## Brief
Reproduce all of the material below verbatim, omitting the pictures.
------------------------
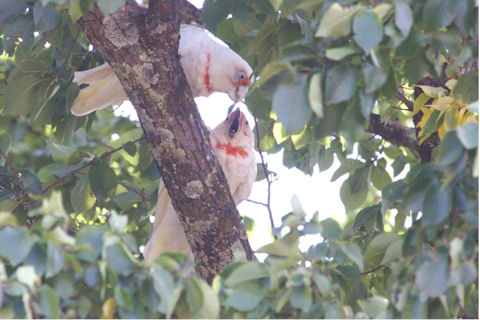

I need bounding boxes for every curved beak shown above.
[227,86,248,102]
[228,109,240,138]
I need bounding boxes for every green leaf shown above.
[370,166,392,191]
[340,167,369,211]
[47,142,76,162]
[38,284,62,319]
[290,284,312,312]
[225,261,268,287]
[423,0,457,31]
[392,154,407,177]
[363,233,401,270]
[422,184,452,226]
[225,282,266,311]
[70,175,96,213]
[315,2,358,37]
[202,0,232,33]
[114,284,133,311]
[453,70,478,103]
[353,9,383,54]
[179,277,220,319]
[415,252,448,297]
[4,72,53,116]
[257,238,299,257]
[448,261,477,286]
[341,243,363,272]
[380,239,403,265]
[325,64,357,104]
[457,122,478,149]
[325,46,357,61]
[17,265,40,291]
[435,131,463,166]
[358,92,375,120]
[270,0,283,11]
[45,241,64,278]
[185,279,204,314]
[313,273,332,296]
[97,0,125,16]
[395,0,413,37]
[76,225,107,256]
[105,243,135,276]
[122,141,137,157]
[308,73,323,118]
[358,296,388,319]
[152,266,174,317]
[272,84,312,135]
[88,161,117,201]
[0,226,34,266]
[33,1,59,32]
[362,62,387,93]
[0,132,12,157]
[0,0,28,24]
[68,0,85,23]
[353,205,380,229]
[320,218,342,240]
[19,169,42,194]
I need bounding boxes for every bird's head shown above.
[215,109,254,148]
[209,47,253,102]
[227,63,253,102]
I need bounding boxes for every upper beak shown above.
[228,109,240,138]
[227,86,248,102]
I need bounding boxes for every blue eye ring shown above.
[233,71,247,82]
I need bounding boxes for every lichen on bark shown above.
[79,0,253,281]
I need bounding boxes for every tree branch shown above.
[397,91,413,111]
[367,113,419,153]
[251,115,277,240]
[79,0,253,282]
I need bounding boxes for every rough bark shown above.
[79,0,253,282]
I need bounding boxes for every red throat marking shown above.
[215,141,248,158]
[203,52,213,94]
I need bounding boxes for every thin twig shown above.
[0,149,35,208]
[253,115,277,240]
[119,182,150,202]
[42,137,145,194]
[247,199,268,207]
[396,91,413,111]
[65,30,80,64]
[360,264,385,276]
------------------------
## The result
I need bounding boxes for every curved beak shown above.
[227,86,248,102]
[228,109,240,138]
I need bounding boxes for every green leaf shown above.
[370,166,392,191]
[340,167,369,211]
[47,142,76,162]
[38,284,62,319]
[290,284,312,312]
[225,261,268,287]
[423,0,457,31]
[392,154,407,177]
[363,233,401,270]
[422,184,452,226]
[225,282,266,311]
[70,175,96,213]
[315,2,358,37]
[202,0,232,33]
[114,284,133,311]
[453,70,478,103]
[353,9,383,54]
[179,277,220,319]
[415,252,448,297]
[4,72,53,116]
[257,238,299,257]
[448,261,477,286]
[341,243,363,272]
[380,239,403,265]
[325,64,357,104]
[457,122,478,149]
[325,46,357,61]
[17,265,40,291]
[435,131,463,166]
[358,92,375,120]
[270,0,283,11]
[45,241,64,278]
[185,279,204,314]
[313,273,332,296]
[97,0,125,16]
[395,0,413,37]
[76,225,107,256]
[105,243,135,276]
[122,141,137,157]
[308,73,323,118]
[358,296,388,319]
[152,266,174,317]
[272,84,312,135]
[88,161,117,201]
[0,226,34,266]
[33,1,59,32]
[362,62,387,93]
[0,132,12,157]
[0,0,28,24]
[68,0,85,23]
[353,205,380,229]
[320,218,342,240]
[19,169,42,194]
I need bounding boxes for every bird's head shown above.
[215,109,254,148]
[209,47,253,102]
[227,63,253,102]
I need bounding boxes for every upper beak shown above.
[228,109,240,138]
[227,86,248,102]
I need bounding boxes for every blue eye ring shown above.
[233,71,247,82]
I need bounding boxes for every lichen on bark shown above.
[79,0,253,281]
I need bounding boxes for every tree branch shown above.
[397,91,413,111]
[367,113,419,153]
[251,115,277,240]
[79,0,253,282]
I need bounding boxes for every rough bark shown above.
[79,0,253,282]
I need bounding boxes for every red throat marking shown above.
[215,141,248,158]
[203,52,213,94]
I need bounding boxes for every thin twig shown above.
[0,149,35,208]
[253,115,277,240]
[119,182,150,202]
[42,137,145,194]
[247,199,268,207]
[396,91,413,111]
[65,30,80,64]
[360,264,385,276]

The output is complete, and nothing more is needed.